### TASK
Nothing but the lines from the line with "of the chipped" through the end of the data is to be copied, and each is to be copied exactly.

### Source data

####################

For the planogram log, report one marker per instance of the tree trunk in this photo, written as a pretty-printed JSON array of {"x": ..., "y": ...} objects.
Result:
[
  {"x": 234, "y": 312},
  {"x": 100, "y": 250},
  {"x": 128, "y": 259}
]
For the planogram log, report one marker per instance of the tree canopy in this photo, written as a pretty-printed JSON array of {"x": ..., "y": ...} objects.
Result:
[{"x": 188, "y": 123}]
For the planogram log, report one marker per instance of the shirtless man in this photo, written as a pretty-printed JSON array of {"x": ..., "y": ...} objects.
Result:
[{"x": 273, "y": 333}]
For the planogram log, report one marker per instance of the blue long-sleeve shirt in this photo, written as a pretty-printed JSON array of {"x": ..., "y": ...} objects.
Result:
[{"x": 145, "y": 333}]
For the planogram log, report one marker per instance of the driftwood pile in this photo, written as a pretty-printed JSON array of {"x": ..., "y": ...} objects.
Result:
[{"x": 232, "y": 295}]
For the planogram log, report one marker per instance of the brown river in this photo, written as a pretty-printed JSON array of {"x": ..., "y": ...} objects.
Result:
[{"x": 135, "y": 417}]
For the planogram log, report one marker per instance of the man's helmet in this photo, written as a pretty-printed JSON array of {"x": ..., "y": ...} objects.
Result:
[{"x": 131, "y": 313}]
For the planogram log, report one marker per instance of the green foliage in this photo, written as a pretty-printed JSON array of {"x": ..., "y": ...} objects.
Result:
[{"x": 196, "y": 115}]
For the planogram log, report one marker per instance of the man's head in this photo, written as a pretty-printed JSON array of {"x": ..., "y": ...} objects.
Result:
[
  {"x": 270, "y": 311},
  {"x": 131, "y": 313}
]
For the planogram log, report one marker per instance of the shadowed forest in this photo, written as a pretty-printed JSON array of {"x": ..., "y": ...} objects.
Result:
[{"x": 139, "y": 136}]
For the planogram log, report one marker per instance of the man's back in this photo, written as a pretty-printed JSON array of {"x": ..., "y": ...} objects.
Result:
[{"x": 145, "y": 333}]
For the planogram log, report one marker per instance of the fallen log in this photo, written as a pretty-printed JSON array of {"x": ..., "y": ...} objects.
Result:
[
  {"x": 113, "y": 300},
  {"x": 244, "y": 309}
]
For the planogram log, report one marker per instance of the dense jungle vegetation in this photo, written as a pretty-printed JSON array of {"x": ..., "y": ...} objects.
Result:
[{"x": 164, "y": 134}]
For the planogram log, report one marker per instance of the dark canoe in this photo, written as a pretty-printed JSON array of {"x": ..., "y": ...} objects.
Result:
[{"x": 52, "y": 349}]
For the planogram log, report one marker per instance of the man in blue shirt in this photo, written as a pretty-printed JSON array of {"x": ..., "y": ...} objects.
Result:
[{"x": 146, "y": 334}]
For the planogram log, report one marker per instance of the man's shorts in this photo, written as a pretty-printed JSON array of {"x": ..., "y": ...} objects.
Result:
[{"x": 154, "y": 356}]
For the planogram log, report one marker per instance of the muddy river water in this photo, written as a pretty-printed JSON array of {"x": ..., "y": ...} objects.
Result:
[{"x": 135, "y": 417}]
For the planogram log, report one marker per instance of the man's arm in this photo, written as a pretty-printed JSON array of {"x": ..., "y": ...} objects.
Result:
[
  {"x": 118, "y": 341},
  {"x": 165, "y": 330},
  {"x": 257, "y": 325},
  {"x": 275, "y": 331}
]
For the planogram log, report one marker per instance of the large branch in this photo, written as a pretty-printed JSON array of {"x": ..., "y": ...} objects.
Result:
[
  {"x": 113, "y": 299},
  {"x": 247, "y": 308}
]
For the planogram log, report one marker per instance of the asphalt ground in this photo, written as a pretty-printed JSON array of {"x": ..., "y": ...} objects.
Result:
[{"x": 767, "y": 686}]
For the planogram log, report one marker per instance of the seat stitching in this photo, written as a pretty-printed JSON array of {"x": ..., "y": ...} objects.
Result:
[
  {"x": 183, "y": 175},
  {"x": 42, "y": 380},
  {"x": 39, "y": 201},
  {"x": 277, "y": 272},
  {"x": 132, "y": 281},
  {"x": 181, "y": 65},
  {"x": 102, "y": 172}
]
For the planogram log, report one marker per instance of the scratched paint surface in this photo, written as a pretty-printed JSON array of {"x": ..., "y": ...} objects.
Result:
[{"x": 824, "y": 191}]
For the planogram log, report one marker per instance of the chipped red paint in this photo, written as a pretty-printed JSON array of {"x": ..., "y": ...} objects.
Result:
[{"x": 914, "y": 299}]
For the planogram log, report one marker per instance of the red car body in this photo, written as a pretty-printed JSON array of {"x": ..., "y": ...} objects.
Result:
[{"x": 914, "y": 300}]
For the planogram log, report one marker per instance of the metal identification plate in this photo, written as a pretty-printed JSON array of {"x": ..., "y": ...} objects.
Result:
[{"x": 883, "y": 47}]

####################

### SOLUTION TO THIS PROBLEM
For the planogram log, report one marker per instance of the chipped red paint in this photo, written as a pretty-printed JSON array of {"x": ..., "y": ...} objects.
Result:
[{"x": 914, "y": 299}]
For the planogram log, report one marker per instance of the red car body in this photo, written as a pretty-printed JSON array of {"x": ..., "y": ...} objects.
Result:
[{"x": 914, "y": 300}]
For the planogram log, report one marker per instance of the metal identification plate in this photo, written as a pretty-printed JSON array of {"x": ..., "y": ...} objects.
Result:
[{"x": 883, "y": 47}]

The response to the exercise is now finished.